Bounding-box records
================================
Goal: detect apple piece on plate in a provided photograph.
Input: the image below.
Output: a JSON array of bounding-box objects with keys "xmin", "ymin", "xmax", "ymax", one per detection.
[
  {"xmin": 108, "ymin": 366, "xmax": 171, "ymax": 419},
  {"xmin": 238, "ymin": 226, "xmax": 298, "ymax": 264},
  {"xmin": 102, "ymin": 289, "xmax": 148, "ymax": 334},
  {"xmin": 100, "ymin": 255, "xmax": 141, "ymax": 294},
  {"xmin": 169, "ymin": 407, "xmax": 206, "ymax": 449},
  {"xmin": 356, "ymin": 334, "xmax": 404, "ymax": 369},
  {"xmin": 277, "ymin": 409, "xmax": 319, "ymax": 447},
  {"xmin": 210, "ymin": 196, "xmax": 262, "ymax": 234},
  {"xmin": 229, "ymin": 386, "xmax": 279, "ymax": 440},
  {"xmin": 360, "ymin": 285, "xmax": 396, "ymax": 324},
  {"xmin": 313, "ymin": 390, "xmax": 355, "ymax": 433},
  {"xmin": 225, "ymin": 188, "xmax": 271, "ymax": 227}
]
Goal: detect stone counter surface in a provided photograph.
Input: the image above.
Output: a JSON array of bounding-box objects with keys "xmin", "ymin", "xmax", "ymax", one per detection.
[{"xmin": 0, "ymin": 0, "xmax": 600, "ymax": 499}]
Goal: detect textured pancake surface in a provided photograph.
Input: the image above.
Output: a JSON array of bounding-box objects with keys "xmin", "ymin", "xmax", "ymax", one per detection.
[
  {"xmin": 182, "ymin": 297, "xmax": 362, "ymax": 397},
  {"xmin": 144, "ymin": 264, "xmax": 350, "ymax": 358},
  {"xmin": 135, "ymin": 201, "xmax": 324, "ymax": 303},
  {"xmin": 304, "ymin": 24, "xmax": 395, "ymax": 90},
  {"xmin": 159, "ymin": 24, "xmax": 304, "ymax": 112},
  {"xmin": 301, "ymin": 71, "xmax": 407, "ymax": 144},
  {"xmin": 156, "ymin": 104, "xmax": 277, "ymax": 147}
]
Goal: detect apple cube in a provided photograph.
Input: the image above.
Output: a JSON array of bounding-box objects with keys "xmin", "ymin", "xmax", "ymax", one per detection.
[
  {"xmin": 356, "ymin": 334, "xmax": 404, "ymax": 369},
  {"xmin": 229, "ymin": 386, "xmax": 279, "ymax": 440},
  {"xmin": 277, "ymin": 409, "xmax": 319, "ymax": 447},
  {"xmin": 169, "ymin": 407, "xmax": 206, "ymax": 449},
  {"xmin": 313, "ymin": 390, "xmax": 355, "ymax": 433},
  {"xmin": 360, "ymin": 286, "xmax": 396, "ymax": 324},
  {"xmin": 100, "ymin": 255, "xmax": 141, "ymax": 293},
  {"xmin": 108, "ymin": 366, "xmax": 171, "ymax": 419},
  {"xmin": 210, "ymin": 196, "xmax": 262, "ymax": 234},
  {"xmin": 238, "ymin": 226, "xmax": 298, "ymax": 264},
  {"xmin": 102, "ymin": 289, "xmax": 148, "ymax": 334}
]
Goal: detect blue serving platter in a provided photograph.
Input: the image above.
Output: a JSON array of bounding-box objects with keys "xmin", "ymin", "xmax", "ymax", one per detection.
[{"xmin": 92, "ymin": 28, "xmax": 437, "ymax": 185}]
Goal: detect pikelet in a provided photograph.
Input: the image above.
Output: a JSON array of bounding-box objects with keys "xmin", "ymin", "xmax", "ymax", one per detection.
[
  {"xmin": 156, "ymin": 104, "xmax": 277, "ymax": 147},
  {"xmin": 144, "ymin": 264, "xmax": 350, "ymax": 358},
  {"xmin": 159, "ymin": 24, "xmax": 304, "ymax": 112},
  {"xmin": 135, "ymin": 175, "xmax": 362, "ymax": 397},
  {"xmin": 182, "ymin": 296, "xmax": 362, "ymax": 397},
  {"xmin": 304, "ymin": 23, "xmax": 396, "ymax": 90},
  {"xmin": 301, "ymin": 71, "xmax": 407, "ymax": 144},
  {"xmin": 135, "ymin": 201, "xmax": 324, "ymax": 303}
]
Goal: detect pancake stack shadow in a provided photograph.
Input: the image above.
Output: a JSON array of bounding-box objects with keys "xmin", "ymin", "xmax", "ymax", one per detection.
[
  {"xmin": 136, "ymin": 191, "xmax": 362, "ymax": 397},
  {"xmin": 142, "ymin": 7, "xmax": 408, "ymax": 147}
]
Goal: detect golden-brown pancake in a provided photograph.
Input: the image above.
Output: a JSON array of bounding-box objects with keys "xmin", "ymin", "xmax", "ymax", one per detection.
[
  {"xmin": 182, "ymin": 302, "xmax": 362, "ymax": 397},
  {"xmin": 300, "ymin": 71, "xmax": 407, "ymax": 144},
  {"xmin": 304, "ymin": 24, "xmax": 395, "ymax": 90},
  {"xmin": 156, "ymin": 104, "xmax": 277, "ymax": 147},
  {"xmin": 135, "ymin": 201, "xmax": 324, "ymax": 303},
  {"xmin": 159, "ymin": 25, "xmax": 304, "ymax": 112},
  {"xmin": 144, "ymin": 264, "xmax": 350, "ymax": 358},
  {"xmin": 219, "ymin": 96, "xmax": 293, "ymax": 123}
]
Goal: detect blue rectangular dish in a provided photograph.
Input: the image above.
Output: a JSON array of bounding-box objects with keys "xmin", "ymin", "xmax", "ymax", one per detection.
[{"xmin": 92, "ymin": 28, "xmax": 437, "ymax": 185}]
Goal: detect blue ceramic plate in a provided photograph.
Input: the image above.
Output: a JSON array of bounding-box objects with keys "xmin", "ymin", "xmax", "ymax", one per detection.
================================
= The exercise =
Count the lines in the items above that contain the word "pancake". Reply with the number only.

= Final result =
3